● EXERCISE
All of the records should be given back exactly and in full.
::::
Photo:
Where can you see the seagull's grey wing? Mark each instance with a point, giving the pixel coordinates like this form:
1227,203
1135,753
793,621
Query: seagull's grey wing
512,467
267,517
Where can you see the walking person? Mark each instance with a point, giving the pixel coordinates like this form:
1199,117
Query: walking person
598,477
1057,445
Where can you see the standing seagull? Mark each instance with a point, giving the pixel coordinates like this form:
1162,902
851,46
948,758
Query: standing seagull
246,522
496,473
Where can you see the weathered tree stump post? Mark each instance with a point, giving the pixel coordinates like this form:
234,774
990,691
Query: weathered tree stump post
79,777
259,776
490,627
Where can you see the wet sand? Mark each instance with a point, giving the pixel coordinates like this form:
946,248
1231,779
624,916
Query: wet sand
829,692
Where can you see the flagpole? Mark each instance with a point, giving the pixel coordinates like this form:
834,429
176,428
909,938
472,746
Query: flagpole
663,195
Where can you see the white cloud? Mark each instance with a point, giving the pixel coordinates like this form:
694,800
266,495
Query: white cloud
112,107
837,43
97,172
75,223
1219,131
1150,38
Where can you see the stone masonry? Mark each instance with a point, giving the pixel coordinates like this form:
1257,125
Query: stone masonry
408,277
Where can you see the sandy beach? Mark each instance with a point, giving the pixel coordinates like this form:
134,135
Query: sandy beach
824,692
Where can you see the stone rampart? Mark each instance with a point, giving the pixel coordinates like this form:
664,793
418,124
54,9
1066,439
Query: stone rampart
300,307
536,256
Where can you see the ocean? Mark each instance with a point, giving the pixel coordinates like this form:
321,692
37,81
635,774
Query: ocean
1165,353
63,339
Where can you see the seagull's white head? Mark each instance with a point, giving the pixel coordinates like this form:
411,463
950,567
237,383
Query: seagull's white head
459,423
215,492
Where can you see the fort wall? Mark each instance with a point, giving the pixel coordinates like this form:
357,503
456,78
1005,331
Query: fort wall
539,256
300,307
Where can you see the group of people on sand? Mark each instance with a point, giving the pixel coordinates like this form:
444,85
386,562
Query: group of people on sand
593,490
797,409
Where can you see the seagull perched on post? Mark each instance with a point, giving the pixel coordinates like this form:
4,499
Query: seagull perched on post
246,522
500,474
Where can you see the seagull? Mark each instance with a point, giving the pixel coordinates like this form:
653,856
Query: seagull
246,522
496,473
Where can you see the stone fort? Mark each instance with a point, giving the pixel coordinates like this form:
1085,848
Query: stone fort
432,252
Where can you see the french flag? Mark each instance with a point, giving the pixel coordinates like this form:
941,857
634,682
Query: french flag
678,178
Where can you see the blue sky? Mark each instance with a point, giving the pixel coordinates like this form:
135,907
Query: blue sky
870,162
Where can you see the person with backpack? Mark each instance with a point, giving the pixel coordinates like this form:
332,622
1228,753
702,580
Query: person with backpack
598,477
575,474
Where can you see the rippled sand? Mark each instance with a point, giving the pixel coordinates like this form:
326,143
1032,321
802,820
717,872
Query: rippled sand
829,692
::::
● RESULT BELOW
Photo:
Where can you see the seagull's grey wing? Mark each instance with a point, giving the pixel coordinates like this form:
1227,203
1135,753
793,621
Query: seagull's grey wing
512,467
267,517
Where can you see the walking person? Mark each instance with a point, giving the pixel coordinates like this form:
1199,117
Query: walking person
598,477
1057,445
Where can you see the standing seagull? Mark each instance with a point, giving the pixel coordinates like this form:
1162,902
851,46
948,758
Query: standing seagull
246,522
496,473
Where can you see the weathered tree stump post? Mark each instance with a point, giving the pixel coordinates like this form:
234,774
990,691
Query: weathered tree stump post
79,777
259,776
490,627
Where can you see the wet sand? Mark each instance with a point, giving the pixel coordinates like this form:
946,248
1231,779
624,916
Query: wet sand
829,692
Where can you see the flagpole? Mark each instance with a point, giving the pixel coordinates like this form:
834,429
176,428
909,938
472,746
Query: flagpole
663,195
Where can you see the white cloud? Mark each instance with a point, giving the pixel coordinates like this form:
694,800
266,495
Query: white cloud
112,107
837,43
97,172
75,223
1219,131
1150,38
Where can you see the stone masonry? Mark each instance with a point, giving the pixel coordinates like this form:
1257,125
Query: stone masonry
408,277
Where can you see the sandy beach? Mark each instance with a point, giving the pixel coordinates like this form:
134,135
Query: sandy beach
824,692
Where can you see the stone rampart? Mark each instance with a point, giving the pixel coordinates like this form:
664,793
418,124
54,9
1066,439
Query: stone rampart
300,307
536,256
Where can you see the ocean? Mark each instance with a point, giving the pixel coordinates like this form:
321,692
37,81
635,774
Query: ocean
1165,353
63,339
Where can you see the seagull's white head? Mark each instance with a point, giving the pixel coordinates like this form:
411,463
950,567
237,383
Query: seagull's white head
459,423
215,492
Where can you see the fort wall? Mark each instance with a point, giving the pixel coordinates like this form:
357,503
456,78
1005,331
Query: fort wall
539,256
300,307
Where can you see the group of people on sand? Mark each instance with a point, giving the pixel coordinates like this form:
444,85
386,562
Query: group of people on sand
593,490
797,409
Where can you see the seagull perched on post? Mark each instance with a point, giving the pixel coordinates like this form:
4,499
Query: seagull perched on post
246,522
500,474
Where can you see the seagull? Mark each instance with a point, giving the pixel coordinates like this form:
653,856
Query: seagull
246,522
496,473
Where can you see the stone fort? Mark each instance with a point, giving the pixel coordinates like this form:
1085,848
Query: stone fort
432,252
Where can you see the french flag? Mark each instance with a point, giving the pixel coordinates like this form:
941,857
634,682
Query: french flag
678,178
Where can you see the blue sky? Mark each instance with a point, giving the pixel coordinates like this form:
135,907
Query: blue sky
870,162
Where can you see the person with backpack? Mark each instance with a point, giving the pixel coordinates like this form:
332,622
1228,753
702,580
Query: person with backpack
598,477
575,474
Where can you see the rippled sand? Mark each instance with a point, giving the pixel coordinates like this form:
326,143
1032,321
802,820
717,872
Query: rippled sand
829,692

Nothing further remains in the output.